WORK REQUIRED >>
Please reproduce the data below verbatim, leaving out the images.

++++ DATA LISTING ++++

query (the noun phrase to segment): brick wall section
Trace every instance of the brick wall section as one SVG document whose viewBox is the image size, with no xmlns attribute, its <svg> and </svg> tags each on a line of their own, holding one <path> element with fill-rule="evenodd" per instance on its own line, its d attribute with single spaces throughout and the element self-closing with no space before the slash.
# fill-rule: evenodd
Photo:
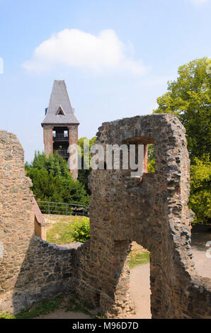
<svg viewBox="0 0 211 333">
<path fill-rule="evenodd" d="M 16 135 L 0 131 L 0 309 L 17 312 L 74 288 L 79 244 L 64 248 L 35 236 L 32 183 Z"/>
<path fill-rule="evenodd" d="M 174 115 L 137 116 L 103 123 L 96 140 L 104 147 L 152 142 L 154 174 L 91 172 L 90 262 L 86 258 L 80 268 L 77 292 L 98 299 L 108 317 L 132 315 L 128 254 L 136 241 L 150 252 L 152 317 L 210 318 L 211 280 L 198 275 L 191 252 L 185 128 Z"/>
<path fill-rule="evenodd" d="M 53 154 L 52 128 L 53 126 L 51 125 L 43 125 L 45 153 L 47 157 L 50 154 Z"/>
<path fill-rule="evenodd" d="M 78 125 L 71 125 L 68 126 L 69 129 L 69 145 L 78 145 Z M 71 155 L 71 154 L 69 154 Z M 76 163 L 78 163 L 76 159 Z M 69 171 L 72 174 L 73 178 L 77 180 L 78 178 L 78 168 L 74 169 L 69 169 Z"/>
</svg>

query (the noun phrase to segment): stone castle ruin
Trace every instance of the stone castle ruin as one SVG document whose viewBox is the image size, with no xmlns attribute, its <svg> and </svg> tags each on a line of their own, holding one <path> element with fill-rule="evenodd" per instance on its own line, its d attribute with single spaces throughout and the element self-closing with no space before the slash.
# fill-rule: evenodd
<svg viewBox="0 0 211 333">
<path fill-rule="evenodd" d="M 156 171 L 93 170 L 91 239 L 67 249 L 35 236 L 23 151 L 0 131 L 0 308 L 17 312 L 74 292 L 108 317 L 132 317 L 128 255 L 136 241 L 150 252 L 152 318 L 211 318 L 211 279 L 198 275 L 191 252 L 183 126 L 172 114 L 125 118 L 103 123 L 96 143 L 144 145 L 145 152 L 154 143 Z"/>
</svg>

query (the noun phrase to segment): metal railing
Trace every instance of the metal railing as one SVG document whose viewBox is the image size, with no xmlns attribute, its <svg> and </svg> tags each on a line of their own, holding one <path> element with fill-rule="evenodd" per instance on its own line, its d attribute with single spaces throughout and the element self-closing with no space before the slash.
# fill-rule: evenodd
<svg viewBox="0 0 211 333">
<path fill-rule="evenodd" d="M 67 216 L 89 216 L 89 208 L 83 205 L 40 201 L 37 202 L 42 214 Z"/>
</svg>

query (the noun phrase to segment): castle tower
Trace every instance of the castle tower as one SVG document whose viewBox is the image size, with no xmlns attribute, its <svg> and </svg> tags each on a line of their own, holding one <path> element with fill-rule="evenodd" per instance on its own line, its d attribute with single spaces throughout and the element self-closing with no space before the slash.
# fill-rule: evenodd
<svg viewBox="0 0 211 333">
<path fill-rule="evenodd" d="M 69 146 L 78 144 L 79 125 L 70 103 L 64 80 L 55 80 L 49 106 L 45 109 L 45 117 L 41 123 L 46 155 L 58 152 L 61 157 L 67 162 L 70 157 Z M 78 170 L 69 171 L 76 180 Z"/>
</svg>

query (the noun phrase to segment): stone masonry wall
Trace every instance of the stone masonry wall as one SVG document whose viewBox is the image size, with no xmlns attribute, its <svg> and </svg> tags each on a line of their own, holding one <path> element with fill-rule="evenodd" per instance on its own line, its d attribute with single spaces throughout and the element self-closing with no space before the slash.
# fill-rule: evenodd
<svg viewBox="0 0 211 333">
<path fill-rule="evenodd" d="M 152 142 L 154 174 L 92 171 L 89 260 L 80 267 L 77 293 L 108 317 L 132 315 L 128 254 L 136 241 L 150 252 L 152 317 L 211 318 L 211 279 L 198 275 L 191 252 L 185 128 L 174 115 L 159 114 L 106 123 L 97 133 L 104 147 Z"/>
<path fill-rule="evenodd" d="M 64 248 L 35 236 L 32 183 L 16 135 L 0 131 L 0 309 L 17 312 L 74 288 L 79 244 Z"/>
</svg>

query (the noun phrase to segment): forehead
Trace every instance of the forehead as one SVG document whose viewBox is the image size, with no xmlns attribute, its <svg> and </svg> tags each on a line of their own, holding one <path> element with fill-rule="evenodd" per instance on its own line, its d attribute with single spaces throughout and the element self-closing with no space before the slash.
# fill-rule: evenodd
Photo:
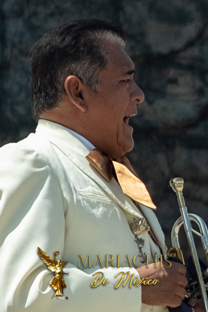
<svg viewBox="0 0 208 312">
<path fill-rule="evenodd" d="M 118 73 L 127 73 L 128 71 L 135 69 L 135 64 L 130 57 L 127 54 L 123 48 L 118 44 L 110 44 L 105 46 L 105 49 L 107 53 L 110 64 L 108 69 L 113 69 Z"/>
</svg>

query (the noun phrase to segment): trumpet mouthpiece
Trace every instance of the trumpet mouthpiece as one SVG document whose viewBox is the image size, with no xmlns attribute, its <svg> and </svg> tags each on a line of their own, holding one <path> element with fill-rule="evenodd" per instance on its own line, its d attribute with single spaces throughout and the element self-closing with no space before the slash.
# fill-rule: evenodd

++++

SOLUTION FOR THIS EXERCISE >>
query (the noun phrase to segment): brick wall section
Trace every instance of the brick wall section as one SVG document whose viewBox is the image size, with no xmlns attribute, its <svg> and </svg> tags each on a line of their own, holding one <path> element with fill-rule="evenodd" per instance on its own line, its d attribute with single spaces throughout and the element self-closing with no space before the slash.
# fill-rule: evenodd
Photo:
<svg viewBox="0 0 211 333">
<path fill-rule="evenodd" d="M 16 135 L 0 131 L 0 309 L 17 312 L 74 288 L 79 244 L 64 248 L 35 236 L 32 183 Z"/>
<path fill-rule="evenodd" d="M 174 115 L 137 116 L 103 123 L 96 140 L 104 147 L 152 142 L 154 174 L 91 172 L 90 262 L 86 258 L 80 268 L 77 292 L 98 299 L 108 317 L 132 315 L 128 254 L 136 241 L 150 252 L 152 317 L 210 318 L 211 280 L 198 275 L 191 252 L 185 128 Z"/>
<path fill-rule="evenodd" d="M 53 154 L 52 128 L 53 126 L 51 125 L 43 125 L 45 153 L 47 157 L 50 154 Z"/>
<path fill-rule="evenodd" d="M 78 125 L 71 125 L 68 126 L 69 129 L 69 145 L 78 145 Z M 71 155 L 71 154 L 69 154 Z M 76 163 L 78 163 L 76 159 Z M 69 171 L 72 174 L 73 178 L 77 180 L 78 178 L 78 168 L 74 169 L 69 169 Z"/>
</svg>

query (the noun phrase to segment): stone castle ruin
Trace every instance of the stone castle ruin as one SVG document whose viewBox is the image size, with no xmlns attribute, its <svg> and </svg> tags each on a line of their own, holding one <path> element with fill-rule="evenodd" per instance on its own line, its d attribute with single spaces throughout and the element self-closing with no space before the slash.
# fill-rule: evenodd
<svg viewBox="0 0 211 333">
<path fill-rule="evenodd" d="M 156 171 L 93 170 L 91 239 L 67 249 L 35 236 L 23 151 L 0 131 L 0 308 L 17 312 L 74 292 L 108 317 L 132 317 L 128 255 L 136 241 L 150 252 L 152 318 L 211 318 L 211 279 L 198 275 L 191 252 L 183 126 L 172 114 L 125 118 L 103 123 L 96 143 L 144 145 L 145 152 L 154 143 Z"/>
</svg>

query (the noun phrase to segment): metal railing
Trace every instance of the metal railing as one SVG document whose viewBox is the image size, with no xmlns attribute, its <svg> and </svg> tags each on a line of their own, holding one <path> element with fill-rule="evenodd" per instance on its own line, its d attribute with single spaces throughout and the element self-closing with no space before the slash.
# fill-rule: evenodd
<svg viewBox="0 0 211 333">
<path fill-rule="evenodd" d="M 67 216 L 89 216 L 89 208 L 83 205 L 40 201 L 37 202 L 42 214 Z"/>
</svg>

query (the noun phrase to segment): castle tower
Trace every instance of the castle tower as one SVG document whose viewBox is the image size, with no xmlns attribute, its <svg> and </svg> tags each on a line of their own, holding one <path> element with fill-rule="evenodd" per instance on its own line, its d attribute with single spaces throughout and the element self-closing with no space before the slash.
# fill-rule: evenodd
<svg viewBox="0 0 211 333">
<path fill-rule="evenodd" d="M 69 146 L 78 144 L 79 125 L 70 103 L 64 80 L 55 80 L 49 106 L 45 109 L 45 117 L 41 123 L 46 155 L 58 152 L 61 157 L 67 162 L 70 157 Z M 78 170 L 69 171 L 76 180 Z"/>
</svg>

query (the noun phrase to segment): stone masonry wall
Trace every instance of the stone masonry wall as one SVG document whose viewBox is the image size, with no xmlns attribute, its <svg> and </svg> tags each on a line of their own, holding one <path> element with fill-rule="evenodd" per instance on its own line, its d attribute with single spaces throughout and the element self-closing with no space before the slash.
# fill-rule: evenodd
<svg viewBox="0 0 211 333">
<path fill-rule="evenodd" d="M 152 142 L 154 174 L 92 171 L 89 260 L 80 267 L 77 293 L 108 317 L 132 315 L 128 254 L 136 241 L 150 252 L 152 317 L 211 318 L 211 279 L 198 275 L 191 252 L 185 128 L 174 115 L 159 114 L 106 123 L 97 133 L 104 147 Z"/>
<path fill-rule="evenodd" d="M 64 248 L 35 236 L 32 183 L 16 135 L 0 131 L 0 309 L 17 312 L 74 288 L 79 244 Z"/>
</svg>

query (the noun phrase to segment): forehead
Trace every instance of the forehead as one SVG document whose viewBox is the image size, with no xmlns attribute, its <svg> and </svg> tags each on a line of their own, holding one <path> element with fill-rule="evenodd" per instance on its own line, its d attribute with single spaces throughout and the element self-closing with no space before the slash.
# fill-rule: evenodd
Photo:
<svg viewBox="0 0 208 312">
<path fill-rule="evenodd" d="M 118 73 L 127 73 L 128 71 L 135 69 L 135 64 L 130 57 L 127 54 L 123 48 L 118 44 L 110 44 L 105 46 L 105 49 L 107 53 L 110 64 L 108 69 L 113 69 Z"/>
</svg>

query (the noun phrase to segment): trumpet mouthpiece
Trace every instance of the trumpet mouthpiece as one SVG document whose viewBox is the image size, with no xmlns attribute, its <svg> and </svg> tags each on a line of their own, holding one <path> element with fill-rule="evenodd" per instance on its own line, its d attribute with single spaces throughout and the element self-closing with no space before the slash.
# fill-rule: evenodd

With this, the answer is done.